**ACTIVITY**:
Every line below that contains "musket" is to be copied.

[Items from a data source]
+ + + + +

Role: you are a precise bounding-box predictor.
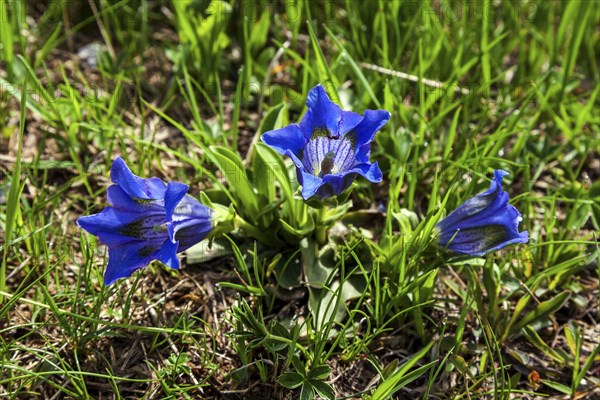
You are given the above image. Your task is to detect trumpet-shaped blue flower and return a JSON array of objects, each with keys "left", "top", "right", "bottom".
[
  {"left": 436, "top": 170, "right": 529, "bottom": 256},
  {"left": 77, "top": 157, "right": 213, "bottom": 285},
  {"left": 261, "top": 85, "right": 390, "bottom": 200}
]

+ + + + +

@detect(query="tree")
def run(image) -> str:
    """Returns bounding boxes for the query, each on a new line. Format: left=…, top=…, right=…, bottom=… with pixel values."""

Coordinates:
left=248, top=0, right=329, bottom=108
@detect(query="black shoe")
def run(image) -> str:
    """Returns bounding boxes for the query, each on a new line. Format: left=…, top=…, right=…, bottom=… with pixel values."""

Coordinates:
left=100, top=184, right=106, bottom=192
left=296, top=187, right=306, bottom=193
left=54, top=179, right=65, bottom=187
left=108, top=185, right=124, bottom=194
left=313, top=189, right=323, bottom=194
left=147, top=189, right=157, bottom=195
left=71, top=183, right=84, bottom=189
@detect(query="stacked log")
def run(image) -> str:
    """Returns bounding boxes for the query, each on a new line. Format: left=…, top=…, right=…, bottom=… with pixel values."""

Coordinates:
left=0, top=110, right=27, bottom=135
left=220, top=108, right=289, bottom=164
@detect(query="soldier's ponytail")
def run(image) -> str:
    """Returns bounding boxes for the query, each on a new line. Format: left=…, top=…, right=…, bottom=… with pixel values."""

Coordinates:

+ + + + +

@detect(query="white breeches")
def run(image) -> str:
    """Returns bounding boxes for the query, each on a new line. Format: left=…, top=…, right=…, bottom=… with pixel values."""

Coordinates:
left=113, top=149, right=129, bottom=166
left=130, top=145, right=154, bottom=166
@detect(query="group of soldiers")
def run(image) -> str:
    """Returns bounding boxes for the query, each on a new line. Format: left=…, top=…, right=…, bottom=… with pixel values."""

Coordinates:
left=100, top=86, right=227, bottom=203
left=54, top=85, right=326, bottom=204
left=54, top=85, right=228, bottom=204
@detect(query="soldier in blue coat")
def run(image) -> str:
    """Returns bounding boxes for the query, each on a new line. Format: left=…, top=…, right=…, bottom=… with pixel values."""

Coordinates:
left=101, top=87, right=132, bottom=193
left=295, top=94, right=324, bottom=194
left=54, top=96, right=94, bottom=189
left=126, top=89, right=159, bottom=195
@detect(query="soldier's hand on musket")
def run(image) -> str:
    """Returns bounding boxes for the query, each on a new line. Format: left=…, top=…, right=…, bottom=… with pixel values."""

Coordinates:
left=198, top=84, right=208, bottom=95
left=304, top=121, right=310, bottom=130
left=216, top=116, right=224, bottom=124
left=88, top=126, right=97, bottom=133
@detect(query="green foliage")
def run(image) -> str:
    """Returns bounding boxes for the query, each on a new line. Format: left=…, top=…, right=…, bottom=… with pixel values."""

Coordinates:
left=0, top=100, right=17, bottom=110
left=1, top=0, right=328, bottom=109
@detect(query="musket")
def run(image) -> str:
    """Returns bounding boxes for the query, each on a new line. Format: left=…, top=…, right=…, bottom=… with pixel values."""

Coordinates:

+ + + + +

**RESULT OF THIS TASK**:
@detect(query="soldier's hand on musket")
@detect(query="musket")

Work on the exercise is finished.